Prompt 1: Please reproduce everything from "Buffy the Vampire" down to "and profit margins." in the Buffy rewatch post, word for word.
Prompt 2: Carry on writing the Buffy rewatch post from its last sentence, keeping it separate from the data.

Excerpt to read:
-=-=-

Buffy the Vampire Slayer: Real Me   Rewatch 
October 14, 2015 10:00 PM - Season 5, Episode 2 - Subscribe

Dawn gets in trouble when Harmony comes round looking to kill Buffy, so it's big sis to the rescue as always. Giles seeks purpose and profit margins.
posted by yellowbinder (7 comments total) 1 user marked this as a favorite
 
It's really hard to judge this episode in retrospect. More than any other episode (maybe Choices a little), this is designed to confuse and counfound the first time viewer. It has a hard job to do. Just as with the Faith intro episode, it's trying to mislead about Dawn's existence, only this time the mystery will be stretched out a little while. Is Dawn inimical to the others? As such, she gets a handful of moments where it seems like she maybe knows more than she's saying.

-=-=-

Collected material:
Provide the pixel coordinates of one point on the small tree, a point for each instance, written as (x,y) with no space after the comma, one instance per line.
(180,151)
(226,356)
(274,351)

-=-=-

Task response 1:
Buffy the Vampire Slayer: Real Me   Rewatch 
October 14, 2015 10:00 PM - Season 5, Episode 2 - Subscribe

Dawn gets in trouble when Harmony comes round looking to kill Buffy, so it's big sis to the rescue as always. Giles seeks purpose and profit margins.

Task response 2:
The show also has to underline that everyone is happy and content with the existence of Dawn, and it does that fairly well. Riley asking Buffy why she's bothered by her sisters behaviour all of a sudden is quite clever, because it establishes that Dawn is an accepted part of everyone's life, but indicates to the audience that we know why Buffy is suddenly bothered: she didn't have a sister before!

The only hints we have (other than, you know, a brand new sister) that something is wrong is the mentally ill man who sees Dawn as being unreal. [Aside, I super hate writing where people with mental illness can see something we don't. It's a gross fetishisation of real problems. The show sort of cheats it's way out of this by having these people actually created by Glory, so maybe there's something about that process that helps them perceive the key, but still, it icks me out a bit].

Dawn is played as really annoying. It's a bit odd really, to have such a stereotypically obnoxious teenager on the show when we spent three seasons with amusing and fun teenagers, but that's the role Dawn needs to play in this episode. Unfortunately, I'm not sure the show ever breaks this habit. There is a reason Dawn is hated after all.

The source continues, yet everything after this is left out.